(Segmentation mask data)
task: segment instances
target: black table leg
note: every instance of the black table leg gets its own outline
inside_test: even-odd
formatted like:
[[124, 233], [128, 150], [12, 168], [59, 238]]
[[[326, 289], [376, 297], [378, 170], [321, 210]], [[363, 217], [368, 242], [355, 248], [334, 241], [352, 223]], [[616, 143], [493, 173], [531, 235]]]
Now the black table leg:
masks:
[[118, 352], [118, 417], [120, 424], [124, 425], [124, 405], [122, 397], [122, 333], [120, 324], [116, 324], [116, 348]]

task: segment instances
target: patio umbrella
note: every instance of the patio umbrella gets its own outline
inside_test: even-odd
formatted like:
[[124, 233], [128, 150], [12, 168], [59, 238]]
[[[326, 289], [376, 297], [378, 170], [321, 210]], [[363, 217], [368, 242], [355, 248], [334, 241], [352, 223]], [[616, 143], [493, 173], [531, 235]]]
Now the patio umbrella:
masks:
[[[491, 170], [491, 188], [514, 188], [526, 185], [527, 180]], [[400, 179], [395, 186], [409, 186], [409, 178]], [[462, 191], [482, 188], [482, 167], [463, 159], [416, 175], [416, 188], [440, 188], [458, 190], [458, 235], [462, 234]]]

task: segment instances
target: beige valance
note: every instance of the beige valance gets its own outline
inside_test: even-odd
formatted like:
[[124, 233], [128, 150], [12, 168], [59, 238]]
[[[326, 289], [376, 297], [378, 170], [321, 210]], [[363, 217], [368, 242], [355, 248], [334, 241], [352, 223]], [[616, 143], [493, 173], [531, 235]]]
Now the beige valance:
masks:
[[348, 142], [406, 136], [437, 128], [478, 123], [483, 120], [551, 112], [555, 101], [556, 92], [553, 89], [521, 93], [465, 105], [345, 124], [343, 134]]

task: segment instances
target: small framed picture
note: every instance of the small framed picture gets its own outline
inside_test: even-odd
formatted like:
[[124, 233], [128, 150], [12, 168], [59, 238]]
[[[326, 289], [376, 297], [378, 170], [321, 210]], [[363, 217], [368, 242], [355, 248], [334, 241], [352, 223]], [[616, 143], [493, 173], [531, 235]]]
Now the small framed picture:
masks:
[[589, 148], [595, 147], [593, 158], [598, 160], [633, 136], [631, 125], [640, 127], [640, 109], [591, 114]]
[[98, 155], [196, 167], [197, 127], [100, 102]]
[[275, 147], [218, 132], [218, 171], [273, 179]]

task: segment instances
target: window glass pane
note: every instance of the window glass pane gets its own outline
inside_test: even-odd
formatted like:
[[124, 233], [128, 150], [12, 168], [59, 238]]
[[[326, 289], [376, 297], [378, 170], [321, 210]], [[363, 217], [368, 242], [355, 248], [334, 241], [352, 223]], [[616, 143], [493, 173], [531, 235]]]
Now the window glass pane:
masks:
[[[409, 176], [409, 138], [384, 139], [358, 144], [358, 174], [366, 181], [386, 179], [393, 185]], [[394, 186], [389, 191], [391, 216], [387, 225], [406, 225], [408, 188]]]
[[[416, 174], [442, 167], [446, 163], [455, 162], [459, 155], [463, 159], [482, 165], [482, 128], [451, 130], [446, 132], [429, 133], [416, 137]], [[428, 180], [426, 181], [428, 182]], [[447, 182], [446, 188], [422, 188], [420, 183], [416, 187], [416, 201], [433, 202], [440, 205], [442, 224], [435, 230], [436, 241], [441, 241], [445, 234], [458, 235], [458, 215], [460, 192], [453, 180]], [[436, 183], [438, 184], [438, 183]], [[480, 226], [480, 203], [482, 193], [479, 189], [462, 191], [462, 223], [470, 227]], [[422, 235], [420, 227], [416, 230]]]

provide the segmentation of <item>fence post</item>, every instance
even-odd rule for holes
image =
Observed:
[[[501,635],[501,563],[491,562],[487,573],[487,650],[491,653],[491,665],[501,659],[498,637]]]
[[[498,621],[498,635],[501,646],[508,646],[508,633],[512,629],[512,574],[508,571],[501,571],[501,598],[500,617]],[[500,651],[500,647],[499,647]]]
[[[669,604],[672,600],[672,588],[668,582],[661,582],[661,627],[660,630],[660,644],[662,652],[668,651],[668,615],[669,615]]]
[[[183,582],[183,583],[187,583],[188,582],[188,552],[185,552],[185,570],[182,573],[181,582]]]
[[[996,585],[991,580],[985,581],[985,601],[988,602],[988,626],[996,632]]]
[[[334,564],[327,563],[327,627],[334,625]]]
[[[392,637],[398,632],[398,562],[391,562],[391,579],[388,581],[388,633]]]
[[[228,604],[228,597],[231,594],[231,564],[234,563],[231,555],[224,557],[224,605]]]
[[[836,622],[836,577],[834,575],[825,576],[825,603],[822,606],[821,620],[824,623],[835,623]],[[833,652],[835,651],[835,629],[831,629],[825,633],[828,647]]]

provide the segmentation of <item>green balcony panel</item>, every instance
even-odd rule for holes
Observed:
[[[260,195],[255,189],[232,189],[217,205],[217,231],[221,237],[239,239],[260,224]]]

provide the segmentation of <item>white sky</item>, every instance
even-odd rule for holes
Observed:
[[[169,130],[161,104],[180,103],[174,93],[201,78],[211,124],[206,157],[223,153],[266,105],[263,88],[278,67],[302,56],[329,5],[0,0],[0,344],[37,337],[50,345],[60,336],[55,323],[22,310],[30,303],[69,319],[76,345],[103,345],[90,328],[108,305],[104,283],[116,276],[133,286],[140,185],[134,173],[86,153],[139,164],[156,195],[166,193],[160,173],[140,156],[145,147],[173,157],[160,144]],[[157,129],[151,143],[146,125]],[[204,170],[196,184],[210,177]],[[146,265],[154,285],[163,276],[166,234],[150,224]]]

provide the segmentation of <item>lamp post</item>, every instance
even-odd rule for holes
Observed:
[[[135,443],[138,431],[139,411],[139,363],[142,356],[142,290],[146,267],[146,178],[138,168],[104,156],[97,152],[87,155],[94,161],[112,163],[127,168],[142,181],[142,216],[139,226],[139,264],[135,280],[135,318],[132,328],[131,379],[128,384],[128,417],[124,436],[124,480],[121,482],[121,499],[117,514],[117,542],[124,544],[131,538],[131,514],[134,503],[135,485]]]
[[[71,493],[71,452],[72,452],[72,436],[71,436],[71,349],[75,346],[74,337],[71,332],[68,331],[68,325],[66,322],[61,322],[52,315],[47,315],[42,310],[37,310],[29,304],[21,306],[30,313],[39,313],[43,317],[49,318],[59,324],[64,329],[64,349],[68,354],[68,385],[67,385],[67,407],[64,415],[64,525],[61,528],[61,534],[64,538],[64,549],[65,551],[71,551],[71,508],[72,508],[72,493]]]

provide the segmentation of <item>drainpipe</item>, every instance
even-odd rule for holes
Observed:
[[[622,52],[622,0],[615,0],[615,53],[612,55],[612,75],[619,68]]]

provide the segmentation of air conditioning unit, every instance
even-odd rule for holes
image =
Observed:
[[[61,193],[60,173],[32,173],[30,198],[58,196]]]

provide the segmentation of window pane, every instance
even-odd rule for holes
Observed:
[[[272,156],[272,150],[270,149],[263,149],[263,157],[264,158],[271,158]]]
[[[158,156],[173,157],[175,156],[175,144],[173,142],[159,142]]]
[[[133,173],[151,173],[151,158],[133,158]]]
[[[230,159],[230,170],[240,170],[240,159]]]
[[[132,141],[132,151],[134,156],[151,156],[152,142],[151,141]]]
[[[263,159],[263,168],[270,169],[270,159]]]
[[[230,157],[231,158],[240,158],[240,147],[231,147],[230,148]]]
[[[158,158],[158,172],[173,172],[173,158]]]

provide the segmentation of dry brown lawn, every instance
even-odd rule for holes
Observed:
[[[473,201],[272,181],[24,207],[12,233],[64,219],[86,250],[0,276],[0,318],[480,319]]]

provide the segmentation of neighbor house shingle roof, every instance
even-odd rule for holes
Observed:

→ AIM OF THE TASK
Please retype the top of the data exactly, down to and including the line that holds "Now the black", and nothing further.

→ REPLY TO THE EXERCISE
task: segment instances
target: black table leg
note: every instance of the black table leg gets its own outline
inside_test: even-odd
formatted like:
[[124, 233], [128, 150], [12, 168], [59, 238]]
[[[326, 289], [376, 297], [378, 170], [321, 210]], [[363, 217], [368, 242], [355, 248], [334, 241], [352, 223]], [[616, 143], [493, 173], [531, 235]]]
Now the black table leg:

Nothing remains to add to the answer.